[Listed entries — start]
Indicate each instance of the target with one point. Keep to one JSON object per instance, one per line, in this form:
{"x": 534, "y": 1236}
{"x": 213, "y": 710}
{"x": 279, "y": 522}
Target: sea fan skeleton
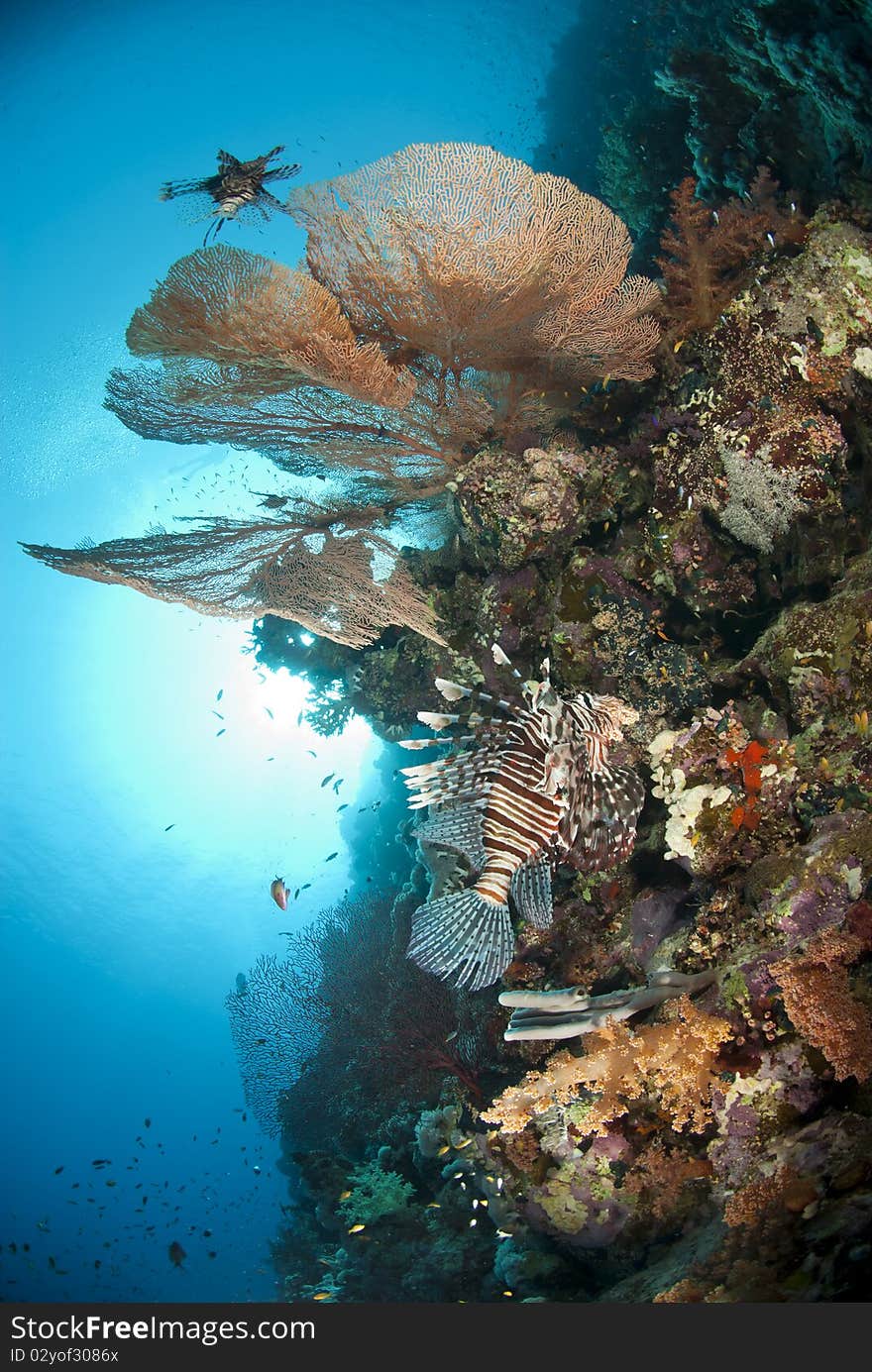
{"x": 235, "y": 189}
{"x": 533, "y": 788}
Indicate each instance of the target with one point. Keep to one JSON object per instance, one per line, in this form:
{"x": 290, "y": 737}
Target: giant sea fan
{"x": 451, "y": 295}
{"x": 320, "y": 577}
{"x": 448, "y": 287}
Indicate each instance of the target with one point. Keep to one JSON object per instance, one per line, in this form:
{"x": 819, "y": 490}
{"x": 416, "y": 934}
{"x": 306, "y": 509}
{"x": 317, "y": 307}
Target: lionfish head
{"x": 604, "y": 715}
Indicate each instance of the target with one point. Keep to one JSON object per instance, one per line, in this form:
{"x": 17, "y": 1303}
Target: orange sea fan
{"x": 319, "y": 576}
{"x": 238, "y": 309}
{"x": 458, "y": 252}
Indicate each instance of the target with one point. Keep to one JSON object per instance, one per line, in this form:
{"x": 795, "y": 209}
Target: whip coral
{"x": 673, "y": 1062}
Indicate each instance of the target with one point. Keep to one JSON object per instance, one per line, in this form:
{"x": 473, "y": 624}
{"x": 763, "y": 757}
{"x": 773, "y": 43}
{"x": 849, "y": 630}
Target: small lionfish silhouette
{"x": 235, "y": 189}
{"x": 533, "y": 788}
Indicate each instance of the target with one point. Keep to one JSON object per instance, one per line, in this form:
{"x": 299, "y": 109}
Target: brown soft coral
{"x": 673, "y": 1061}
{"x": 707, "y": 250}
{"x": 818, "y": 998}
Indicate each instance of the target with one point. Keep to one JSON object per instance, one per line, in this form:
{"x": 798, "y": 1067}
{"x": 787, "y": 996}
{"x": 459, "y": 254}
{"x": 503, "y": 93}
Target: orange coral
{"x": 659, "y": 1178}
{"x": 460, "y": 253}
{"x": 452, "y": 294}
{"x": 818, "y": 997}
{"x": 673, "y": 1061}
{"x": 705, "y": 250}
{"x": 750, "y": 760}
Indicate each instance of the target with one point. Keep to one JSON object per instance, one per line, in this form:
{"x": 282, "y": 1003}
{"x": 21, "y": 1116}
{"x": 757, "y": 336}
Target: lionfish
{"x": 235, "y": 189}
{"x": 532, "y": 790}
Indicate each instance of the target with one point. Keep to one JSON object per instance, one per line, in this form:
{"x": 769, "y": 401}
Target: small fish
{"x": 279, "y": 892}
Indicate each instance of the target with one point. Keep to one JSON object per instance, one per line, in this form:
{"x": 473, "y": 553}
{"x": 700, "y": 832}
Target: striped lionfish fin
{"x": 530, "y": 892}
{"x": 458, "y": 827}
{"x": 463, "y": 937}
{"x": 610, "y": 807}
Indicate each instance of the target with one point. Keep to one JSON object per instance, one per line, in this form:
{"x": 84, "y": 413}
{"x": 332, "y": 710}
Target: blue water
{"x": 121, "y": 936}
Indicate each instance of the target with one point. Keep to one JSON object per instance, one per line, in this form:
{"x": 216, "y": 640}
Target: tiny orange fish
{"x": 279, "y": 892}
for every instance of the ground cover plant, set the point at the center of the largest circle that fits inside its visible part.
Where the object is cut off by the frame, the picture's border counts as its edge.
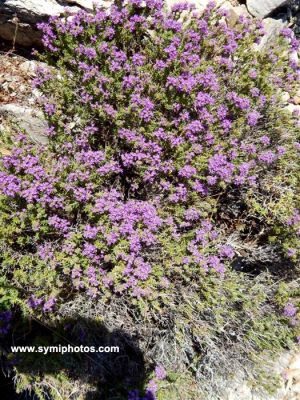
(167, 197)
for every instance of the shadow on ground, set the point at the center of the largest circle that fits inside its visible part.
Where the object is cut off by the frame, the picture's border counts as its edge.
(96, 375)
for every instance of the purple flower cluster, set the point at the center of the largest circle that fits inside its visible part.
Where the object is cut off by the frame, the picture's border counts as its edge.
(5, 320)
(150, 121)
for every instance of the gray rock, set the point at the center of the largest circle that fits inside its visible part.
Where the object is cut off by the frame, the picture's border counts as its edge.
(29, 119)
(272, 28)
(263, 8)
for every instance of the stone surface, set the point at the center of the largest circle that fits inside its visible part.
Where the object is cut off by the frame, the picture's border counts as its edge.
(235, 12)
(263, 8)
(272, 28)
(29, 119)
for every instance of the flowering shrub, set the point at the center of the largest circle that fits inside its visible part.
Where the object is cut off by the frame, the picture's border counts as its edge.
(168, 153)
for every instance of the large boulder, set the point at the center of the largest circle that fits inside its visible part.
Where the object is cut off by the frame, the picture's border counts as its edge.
[Listed entries — finish]
[Listed entries — start]
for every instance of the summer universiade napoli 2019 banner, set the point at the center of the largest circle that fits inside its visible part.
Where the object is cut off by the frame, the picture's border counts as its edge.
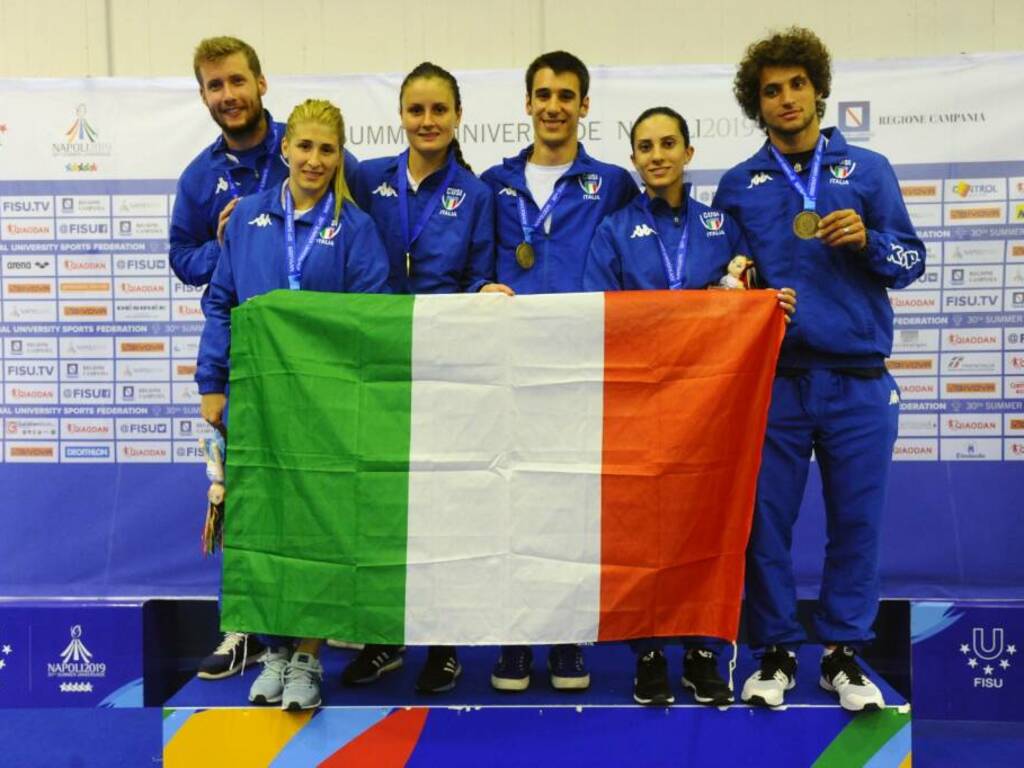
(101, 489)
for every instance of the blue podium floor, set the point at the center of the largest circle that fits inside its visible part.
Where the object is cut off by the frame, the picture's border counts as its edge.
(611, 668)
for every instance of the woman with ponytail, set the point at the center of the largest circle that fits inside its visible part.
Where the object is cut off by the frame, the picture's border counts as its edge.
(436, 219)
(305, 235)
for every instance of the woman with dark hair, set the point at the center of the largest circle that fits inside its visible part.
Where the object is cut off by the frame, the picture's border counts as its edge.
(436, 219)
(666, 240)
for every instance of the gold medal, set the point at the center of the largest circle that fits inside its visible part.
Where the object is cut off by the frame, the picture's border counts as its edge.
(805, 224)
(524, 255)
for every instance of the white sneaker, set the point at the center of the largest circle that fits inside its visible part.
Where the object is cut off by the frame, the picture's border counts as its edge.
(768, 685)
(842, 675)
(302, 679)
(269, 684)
[Listed entries — finish]
[Listed entries — start]
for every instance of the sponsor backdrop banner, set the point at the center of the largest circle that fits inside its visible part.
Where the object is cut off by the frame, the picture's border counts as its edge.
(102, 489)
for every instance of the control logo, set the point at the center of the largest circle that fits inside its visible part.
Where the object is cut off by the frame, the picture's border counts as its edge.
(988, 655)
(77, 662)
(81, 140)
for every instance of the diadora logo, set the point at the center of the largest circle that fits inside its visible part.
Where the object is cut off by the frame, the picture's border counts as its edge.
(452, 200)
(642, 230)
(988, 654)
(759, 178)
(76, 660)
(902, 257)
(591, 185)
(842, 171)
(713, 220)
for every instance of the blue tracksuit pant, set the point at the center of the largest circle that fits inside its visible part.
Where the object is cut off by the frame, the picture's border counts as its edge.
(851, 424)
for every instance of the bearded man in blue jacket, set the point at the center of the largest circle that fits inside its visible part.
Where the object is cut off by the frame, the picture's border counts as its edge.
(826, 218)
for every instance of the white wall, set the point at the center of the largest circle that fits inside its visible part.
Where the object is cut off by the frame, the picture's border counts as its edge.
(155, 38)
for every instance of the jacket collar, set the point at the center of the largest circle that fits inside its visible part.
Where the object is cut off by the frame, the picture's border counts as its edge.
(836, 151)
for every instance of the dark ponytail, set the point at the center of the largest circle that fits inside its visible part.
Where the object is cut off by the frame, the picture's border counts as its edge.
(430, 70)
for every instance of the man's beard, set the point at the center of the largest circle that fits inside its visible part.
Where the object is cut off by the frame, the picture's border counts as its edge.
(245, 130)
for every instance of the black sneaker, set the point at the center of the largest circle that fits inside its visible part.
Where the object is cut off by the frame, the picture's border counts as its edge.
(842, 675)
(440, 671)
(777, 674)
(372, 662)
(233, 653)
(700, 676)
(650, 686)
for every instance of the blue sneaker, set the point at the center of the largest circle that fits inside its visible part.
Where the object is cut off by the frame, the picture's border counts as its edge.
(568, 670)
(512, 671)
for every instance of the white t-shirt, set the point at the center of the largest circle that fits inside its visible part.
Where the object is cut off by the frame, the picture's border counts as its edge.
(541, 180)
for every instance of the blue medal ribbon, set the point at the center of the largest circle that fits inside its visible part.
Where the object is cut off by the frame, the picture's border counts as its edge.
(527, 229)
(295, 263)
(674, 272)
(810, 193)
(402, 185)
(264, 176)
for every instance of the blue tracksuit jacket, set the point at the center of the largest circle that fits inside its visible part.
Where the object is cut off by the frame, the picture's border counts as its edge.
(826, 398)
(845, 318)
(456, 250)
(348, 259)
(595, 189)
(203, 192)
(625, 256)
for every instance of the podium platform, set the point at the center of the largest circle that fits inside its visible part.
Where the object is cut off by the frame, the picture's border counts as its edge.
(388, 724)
[Listed entries — finish]
▸ **Problem statement**: Before answering, count every line of the records that contains "ponytail"; the answer is that number and nothing more.

▸ **Solution to the exercise**: 2